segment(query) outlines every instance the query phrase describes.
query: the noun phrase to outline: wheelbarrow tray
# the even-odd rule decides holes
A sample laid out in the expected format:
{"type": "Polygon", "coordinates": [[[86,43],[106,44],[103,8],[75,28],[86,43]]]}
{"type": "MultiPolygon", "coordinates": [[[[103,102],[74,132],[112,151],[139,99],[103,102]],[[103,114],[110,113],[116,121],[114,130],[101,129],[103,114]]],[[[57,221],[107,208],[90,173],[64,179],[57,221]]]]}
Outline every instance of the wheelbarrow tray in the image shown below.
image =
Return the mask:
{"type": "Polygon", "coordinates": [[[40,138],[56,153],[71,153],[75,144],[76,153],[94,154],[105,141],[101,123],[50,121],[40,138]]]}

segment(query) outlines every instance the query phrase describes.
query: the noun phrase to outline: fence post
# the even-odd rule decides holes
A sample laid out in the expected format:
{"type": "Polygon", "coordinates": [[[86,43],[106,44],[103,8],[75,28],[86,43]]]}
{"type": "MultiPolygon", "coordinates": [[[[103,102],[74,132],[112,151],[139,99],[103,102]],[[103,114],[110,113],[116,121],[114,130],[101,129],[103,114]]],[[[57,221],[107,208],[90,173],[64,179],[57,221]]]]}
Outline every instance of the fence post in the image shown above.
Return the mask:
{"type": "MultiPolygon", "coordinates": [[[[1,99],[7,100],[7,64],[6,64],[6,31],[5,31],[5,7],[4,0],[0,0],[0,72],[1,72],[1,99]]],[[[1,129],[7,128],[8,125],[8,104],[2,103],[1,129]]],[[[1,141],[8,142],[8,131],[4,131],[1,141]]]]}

======

:: AIM OF THE TASK ::
Reproduce all of the data above line for line, changing nothing.

:: TASK RESULT ::
segment(query) outlines every instance the query phrase describes.
query: the noun phrase to outline: wheelbarrow tray
# the even-odd rule decides holes
A sample laid out in the expected format:
{"type": "Polygon", "coordinates": [[[86,43],[106,44],[103,8],[75,28],[86,43]]]}
{"type": "MultiPolygon", "coordinates": [[[[103,102],[74,132],[112,151],[139,99],[103,102]],[[103,114],[110,113],[116,121],[114,130],[101,129],[103,114]]],[[[57,221],[107,208],[90,173],[64,179],[57,221]]]]}
Outline every instance of the wheelbarrow tray in the image shown below.
image =
Return the mask:
{"type": "Polygon", "coordinates": [[[40,138],[56,153],[71,153],[75,144],[76,153],[94,154],[105,141],[101,123],[50,121],[40,138]]]}

segment(query) outlines every instance the query phrase describes.
query: the noun phrase to outline: fence post
# the even-odd rule decides holes
A sample laid out in the expected format:
{"type": "Polygon", "coordinates": [[[86,43],[106,44],[103,8],[75,28],[86,43]]]}
{"type": "MultiPolygon", "coordinates": [[[[103,102],[74,132],[112,151],[139,99],[103,102]],[[103,114],[110,113],[116,121],[114,130],[101,129],[103,114]]],[[[57,221],[107,208],[90,173],[64,179],[57,221]]]]}
Outline every instance of the fence post in the image shown above.
Return the mask:
{"type": "MultiPolygon", "coordinates": [[[[1,99],[7,100],[7,64],[6,64],[6,31],[5,31],[5,7],[4,0],[0,0],[0,72],[1,72],[1,99]]],[[[1,129],[7,128],[8,125],[8,104],[2,103],[1,129]]],[[[1,141],[8,142],[8,131],[4,131],[1,141]]]]}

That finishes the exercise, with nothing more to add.